**Text excerpt**
------------------------------------------------------------------------

Editor's note, 5:51 p.m.: This post has been updated with a response from the Brown administration.
Editor's note, 2:40 p.m.: This post has been updated with a statement by CAPS President David Miller.
An Alameda County judge has ruled that state engineers and scientists are owed back wages because they were excessively furloughed last year.
The decision, which also includes a ruling to restore all the furlough wages withheld from a few hundred employees' paychecks, means some 13,000 workers could receive roughly $10.5 million in back pay. The payments would not affect the state's general fund, because the employees due the money are paid from special funds.
In an email to The State Worker, Department of Personnel Administration spokeswoman Lynelle Jolley said, "We are evaluating the ruling and are likely to appeal."
The Superior Court decision affirms that "this was an Illegal act by Gov. Schwarzenegger that cheated employees," said Bruce Blanning, executive director of the engineers' union. "They're entitled to the money illegally withheld from them."
California Association of Professional Scientists President David Miller issued a statement, "The ruling proves what CAPS has contended all along: the Schwarzenegger furlough plan was misguided, didn't save money, and was illegal. We look forward to working with the Brown Administration to implement the decision and avoid illegal furloughs in the future."
It's worth noting, however, that the extra two days of furlough that make up the bulk of the back wages awarded in the unions' lawsuit occurred in April 2011, when Jerry Brown was governor. T
he Bee has contacted the administration, seeking comment on whether Brown will appeal. We'll update this post with the response.
Judge Steven A. Brick issued his final judgement in favor of Professional Engineers in California Government and California Association of Professional Scientists this morning. The unions had argued in February that their 13,000 combined members suffered two illegal furlough days in March 2011 because they were furloughed that much more than management.
"The annual budget legislation authorized only reductions in represented employees' compensation that would be proportionate to the reductions made to non-represented employees' compensation," the unions argued in their Feb. 3 complaint.
In a tentative ruling last April, Brick had said he was "inclined to deny" another union argument that furloughing 255 scientists and engineers at the Department of Toxic Substances Control and the State Water Control Resources Board violated state law. Those workers handle hazardous substance management and remediation at military bases.
But in today's decision, Brick leaned the other way, agreeing with the unions that furloughing those employees in those departments violated the so-called "single subject rule" that prevents a single bill from addressing more than one subject. Because of laws protecting employee pay in those two departments, PECG and CAPS had argued that furloughing those 255 workers required separate legislation from the budget bill that authorized furloughing everyone else.
The unions also said that a small handful of their members in three departments that settled furlough litigation and issued back wages -- the Earthquake Authority, the Prison Industry Authority and the Housing Finance Authority -- should receive the same remedy. Brick agreed, noting that the Brown administration didn't dispute the claim.

------------------------------------------------------------------------

[Lines from a dataset]

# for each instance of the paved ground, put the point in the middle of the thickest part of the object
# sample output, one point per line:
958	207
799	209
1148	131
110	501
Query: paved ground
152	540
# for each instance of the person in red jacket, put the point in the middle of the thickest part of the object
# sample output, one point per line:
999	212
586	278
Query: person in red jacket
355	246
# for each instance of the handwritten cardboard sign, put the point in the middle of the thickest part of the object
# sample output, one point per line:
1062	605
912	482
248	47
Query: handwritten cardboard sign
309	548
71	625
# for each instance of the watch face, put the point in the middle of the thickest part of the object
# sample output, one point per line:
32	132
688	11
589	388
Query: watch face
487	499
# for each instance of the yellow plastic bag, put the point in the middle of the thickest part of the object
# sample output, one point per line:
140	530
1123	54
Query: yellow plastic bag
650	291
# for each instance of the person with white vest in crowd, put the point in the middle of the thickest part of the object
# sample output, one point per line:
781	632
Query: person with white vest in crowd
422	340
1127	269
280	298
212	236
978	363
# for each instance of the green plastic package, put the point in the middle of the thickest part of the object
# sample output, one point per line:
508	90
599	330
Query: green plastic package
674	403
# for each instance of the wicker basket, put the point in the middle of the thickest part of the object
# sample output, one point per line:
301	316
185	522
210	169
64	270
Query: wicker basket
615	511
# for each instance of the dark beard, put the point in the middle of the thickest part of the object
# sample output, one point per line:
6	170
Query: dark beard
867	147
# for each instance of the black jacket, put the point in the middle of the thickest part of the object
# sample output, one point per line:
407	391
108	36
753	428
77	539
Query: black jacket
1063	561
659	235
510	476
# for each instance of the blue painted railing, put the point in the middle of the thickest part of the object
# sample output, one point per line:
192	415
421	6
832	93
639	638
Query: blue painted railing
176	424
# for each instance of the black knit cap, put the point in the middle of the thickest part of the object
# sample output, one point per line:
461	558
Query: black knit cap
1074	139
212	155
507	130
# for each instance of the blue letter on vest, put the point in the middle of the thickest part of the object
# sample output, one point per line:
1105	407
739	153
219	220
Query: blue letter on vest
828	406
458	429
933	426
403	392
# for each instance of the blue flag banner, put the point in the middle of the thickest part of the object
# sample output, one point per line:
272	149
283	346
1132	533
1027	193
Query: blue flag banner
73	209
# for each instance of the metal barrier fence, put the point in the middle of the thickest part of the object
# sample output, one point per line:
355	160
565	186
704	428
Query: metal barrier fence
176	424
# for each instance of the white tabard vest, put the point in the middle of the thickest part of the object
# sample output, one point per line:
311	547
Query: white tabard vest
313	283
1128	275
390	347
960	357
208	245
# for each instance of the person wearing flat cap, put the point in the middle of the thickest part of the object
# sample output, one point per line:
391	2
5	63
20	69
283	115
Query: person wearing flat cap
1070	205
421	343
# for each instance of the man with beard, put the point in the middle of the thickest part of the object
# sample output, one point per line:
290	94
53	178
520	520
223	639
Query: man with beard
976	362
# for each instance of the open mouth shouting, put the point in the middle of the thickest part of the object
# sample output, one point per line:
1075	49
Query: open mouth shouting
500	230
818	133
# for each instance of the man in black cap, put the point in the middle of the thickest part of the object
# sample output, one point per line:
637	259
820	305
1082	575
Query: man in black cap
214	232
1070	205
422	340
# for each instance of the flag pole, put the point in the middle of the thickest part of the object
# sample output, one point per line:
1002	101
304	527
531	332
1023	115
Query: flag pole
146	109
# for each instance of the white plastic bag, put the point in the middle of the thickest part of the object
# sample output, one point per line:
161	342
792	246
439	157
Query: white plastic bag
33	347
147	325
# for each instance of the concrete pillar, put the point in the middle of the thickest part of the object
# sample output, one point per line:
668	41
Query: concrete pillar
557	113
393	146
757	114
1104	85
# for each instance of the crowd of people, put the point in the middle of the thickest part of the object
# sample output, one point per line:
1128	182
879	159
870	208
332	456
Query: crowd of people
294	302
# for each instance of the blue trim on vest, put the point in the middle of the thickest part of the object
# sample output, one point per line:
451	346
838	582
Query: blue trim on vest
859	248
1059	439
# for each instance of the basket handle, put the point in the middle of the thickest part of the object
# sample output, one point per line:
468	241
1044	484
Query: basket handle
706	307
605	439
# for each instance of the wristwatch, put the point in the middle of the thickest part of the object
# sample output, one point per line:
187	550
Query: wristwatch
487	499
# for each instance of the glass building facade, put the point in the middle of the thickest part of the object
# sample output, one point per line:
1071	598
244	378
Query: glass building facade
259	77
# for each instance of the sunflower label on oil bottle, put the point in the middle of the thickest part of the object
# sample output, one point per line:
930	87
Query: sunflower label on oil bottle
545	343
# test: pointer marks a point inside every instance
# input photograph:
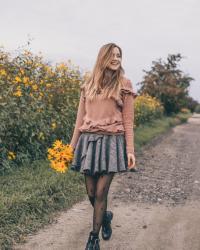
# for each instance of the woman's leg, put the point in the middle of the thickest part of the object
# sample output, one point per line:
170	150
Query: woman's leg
90	183
100	204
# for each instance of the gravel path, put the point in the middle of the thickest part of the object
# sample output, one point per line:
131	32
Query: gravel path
156	208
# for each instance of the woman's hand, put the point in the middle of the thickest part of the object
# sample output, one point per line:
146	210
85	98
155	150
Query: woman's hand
131	161
72	147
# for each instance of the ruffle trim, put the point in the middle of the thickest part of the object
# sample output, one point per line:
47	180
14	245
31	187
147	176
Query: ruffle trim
112	124
103	122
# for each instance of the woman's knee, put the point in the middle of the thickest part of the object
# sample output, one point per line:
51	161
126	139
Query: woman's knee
101	194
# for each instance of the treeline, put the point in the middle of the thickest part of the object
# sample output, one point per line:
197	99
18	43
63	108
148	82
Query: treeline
39	101
167	83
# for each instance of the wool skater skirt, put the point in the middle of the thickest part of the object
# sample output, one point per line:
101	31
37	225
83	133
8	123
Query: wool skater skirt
96	154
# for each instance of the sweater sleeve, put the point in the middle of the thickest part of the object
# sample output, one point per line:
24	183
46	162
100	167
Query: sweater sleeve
79	120
128	116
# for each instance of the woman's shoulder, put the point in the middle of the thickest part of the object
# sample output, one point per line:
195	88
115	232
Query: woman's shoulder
127	86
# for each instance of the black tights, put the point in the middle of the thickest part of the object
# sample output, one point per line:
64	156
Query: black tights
97	189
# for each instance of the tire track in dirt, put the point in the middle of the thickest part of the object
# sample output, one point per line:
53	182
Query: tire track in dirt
156	208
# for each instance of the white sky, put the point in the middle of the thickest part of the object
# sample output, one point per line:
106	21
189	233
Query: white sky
75	29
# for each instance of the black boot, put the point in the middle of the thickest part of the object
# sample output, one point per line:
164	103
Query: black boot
106	229
93	242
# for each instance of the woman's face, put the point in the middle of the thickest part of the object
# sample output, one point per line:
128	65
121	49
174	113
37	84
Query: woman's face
115	60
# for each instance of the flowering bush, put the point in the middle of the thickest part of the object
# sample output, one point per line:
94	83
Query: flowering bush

------------------------------------------------------------------------

**What you should do**
According to the article about the furlough ruling, how much back pay could the workers receive? These lines were taken from a different source than the text.

**Solution for this task**
Roughly $10.5 million.